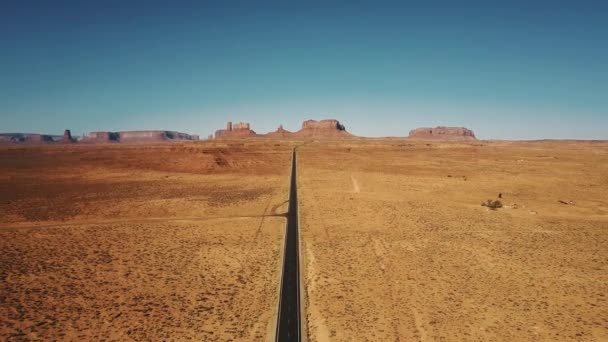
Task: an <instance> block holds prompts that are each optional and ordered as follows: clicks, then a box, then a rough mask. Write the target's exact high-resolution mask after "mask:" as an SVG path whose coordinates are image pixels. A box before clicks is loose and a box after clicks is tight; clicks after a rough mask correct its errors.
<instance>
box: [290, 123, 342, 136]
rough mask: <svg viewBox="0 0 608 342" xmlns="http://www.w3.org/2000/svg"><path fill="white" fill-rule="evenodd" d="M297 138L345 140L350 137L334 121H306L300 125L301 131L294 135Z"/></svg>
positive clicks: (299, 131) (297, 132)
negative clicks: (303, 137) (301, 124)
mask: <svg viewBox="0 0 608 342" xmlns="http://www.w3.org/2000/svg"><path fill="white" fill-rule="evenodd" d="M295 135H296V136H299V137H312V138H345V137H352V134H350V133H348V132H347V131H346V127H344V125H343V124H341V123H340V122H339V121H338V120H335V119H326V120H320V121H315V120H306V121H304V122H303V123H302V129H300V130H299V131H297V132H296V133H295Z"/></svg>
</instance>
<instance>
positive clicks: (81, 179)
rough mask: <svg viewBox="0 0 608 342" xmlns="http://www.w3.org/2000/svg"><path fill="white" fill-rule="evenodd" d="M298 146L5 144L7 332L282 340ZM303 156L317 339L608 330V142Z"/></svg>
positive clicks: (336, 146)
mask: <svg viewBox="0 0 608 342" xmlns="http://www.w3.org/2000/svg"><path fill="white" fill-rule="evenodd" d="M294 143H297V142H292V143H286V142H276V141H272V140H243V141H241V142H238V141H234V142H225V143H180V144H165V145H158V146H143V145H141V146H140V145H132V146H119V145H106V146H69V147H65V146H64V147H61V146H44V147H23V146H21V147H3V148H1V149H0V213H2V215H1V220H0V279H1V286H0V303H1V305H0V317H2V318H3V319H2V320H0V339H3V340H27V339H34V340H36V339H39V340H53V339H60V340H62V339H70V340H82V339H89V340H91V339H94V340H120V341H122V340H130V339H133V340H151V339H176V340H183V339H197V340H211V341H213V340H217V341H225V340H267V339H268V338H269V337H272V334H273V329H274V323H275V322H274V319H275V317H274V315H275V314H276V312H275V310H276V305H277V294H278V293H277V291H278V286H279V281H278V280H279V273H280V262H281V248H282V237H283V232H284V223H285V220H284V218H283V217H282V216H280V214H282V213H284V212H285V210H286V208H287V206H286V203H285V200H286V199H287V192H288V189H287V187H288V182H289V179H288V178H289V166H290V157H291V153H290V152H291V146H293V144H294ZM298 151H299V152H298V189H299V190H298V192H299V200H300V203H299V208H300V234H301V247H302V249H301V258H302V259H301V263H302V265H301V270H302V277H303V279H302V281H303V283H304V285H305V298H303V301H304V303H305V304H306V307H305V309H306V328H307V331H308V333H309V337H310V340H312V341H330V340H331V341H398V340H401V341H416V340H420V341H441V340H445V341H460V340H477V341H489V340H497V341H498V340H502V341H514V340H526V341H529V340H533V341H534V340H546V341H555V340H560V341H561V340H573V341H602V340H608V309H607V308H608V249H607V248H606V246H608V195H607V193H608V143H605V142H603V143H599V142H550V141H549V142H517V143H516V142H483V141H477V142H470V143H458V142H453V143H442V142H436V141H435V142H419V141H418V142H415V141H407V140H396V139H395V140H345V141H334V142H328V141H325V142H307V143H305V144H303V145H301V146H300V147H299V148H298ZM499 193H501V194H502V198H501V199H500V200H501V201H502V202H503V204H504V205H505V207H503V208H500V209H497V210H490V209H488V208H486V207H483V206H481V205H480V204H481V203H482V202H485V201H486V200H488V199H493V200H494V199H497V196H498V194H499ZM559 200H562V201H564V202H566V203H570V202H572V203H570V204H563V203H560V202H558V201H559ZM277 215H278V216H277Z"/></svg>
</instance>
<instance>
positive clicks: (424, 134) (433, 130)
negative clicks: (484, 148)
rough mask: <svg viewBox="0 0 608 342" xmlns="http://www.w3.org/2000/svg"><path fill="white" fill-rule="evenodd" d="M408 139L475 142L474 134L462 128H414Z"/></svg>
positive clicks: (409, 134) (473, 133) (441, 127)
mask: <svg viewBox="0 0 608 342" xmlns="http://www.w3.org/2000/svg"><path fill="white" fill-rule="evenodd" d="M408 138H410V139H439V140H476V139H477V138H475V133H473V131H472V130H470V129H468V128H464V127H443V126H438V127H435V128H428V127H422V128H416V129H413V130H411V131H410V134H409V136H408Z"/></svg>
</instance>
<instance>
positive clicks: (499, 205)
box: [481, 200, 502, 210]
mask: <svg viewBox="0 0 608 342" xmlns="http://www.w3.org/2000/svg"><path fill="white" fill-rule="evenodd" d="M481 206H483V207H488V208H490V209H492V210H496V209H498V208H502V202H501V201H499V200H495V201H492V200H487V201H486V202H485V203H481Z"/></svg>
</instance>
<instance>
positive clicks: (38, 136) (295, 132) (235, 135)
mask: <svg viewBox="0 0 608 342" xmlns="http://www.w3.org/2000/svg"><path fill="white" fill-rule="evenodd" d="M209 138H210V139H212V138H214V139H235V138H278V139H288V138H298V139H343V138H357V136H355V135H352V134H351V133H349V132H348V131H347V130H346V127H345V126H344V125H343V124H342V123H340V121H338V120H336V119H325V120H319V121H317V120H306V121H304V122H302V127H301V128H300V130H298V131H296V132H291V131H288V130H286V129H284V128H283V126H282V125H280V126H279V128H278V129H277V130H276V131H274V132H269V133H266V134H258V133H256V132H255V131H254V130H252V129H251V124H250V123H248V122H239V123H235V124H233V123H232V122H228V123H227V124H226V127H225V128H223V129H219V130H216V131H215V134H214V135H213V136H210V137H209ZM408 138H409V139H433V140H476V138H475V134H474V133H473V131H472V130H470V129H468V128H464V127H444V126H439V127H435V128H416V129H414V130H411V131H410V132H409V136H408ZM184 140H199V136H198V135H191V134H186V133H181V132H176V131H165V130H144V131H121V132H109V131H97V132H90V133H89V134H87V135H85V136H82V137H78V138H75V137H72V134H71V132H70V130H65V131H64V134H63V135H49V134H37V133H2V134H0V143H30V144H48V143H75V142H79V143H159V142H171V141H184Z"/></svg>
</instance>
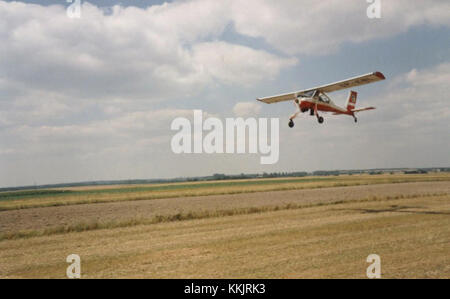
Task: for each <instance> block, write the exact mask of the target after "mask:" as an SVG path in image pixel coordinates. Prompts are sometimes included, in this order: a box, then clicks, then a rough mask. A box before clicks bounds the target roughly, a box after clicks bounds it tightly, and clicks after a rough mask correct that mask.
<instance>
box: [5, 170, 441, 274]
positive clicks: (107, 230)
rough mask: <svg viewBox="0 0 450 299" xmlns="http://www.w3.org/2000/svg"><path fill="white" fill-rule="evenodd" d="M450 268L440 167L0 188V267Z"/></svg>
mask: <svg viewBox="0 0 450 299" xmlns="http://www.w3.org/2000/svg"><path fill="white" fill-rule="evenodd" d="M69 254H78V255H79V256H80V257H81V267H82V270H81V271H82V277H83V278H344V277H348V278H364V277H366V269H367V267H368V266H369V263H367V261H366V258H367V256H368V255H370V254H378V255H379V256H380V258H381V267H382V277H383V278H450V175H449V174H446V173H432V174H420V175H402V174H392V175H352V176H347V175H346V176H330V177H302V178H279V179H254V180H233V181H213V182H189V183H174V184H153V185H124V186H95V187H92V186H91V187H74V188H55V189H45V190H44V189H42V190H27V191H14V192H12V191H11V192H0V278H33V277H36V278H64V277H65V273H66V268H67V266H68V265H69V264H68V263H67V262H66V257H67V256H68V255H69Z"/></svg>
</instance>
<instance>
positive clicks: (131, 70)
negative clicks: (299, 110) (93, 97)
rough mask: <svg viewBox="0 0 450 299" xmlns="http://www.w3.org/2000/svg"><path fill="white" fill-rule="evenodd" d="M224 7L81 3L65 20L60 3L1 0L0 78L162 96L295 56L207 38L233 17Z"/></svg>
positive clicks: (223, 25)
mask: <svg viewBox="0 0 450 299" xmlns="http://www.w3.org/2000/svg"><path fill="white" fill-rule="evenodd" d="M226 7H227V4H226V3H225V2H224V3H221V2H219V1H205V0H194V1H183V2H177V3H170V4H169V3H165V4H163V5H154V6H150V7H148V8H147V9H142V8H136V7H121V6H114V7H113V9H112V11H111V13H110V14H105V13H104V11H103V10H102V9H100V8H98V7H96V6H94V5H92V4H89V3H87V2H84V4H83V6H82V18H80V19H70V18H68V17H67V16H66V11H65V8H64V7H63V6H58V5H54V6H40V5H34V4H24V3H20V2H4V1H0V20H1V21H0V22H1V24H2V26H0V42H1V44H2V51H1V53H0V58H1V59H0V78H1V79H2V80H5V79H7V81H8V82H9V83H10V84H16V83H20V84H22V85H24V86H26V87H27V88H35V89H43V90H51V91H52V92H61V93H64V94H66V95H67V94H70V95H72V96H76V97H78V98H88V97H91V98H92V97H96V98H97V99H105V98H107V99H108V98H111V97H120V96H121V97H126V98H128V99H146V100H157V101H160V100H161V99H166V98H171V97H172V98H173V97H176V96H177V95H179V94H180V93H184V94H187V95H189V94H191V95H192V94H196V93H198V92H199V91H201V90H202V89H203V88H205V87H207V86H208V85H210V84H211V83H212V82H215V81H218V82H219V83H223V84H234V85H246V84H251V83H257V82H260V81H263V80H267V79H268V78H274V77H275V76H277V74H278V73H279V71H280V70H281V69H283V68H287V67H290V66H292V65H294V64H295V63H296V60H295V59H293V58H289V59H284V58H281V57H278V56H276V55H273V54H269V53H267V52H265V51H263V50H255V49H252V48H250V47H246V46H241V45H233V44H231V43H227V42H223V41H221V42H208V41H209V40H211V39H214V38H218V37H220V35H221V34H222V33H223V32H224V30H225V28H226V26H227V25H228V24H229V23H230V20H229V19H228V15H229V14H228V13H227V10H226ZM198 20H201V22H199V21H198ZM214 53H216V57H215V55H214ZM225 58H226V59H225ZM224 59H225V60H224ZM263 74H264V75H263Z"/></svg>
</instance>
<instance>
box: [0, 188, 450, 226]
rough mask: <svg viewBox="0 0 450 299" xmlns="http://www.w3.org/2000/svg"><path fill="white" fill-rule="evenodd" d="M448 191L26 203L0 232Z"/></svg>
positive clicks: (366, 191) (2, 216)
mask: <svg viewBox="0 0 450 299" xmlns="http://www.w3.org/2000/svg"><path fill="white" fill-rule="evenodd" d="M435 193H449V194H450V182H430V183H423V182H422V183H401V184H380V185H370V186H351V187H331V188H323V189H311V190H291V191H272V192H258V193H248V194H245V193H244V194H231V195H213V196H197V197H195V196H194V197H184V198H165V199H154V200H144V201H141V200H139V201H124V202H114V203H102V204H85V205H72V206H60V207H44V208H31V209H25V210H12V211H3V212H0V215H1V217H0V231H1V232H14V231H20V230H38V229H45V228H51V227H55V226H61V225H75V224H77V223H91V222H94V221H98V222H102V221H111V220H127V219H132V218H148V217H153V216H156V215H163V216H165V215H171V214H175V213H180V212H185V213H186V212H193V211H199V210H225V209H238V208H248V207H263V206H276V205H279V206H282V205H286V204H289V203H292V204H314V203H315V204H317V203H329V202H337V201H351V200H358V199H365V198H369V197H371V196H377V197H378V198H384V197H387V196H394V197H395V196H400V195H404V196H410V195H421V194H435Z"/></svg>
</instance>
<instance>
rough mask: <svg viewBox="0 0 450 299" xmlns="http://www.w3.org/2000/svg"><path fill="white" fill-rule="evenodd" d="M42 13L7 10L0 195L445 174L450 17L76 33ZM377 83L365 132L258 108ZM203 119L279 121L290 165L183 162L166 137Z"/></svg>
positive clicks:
-.-.-
Would you please show every line of the material above that includes the string "target"?

Task: an <instance> block holds prompts that are each optional and ordered as follows: clicks, then a box, then a rough mask. Write the target's exact high-resolution mask after "mask:" as an SVG path whose coordinates are image pixels. A box before clicks is loose and a box after clicks is tight; clicks after a rough mask correct its errors.
Task: for each <instance> block, write the exact mask of the target after "mask:" as an SVG path in image pixel coordinates. Prompts are sometimes included, in this order: a box, then clicks, then a rough mask. A box before clicks bounds the target roughly, a box after clicks bounds it tightly, and clicks after a rough mask correct that mask.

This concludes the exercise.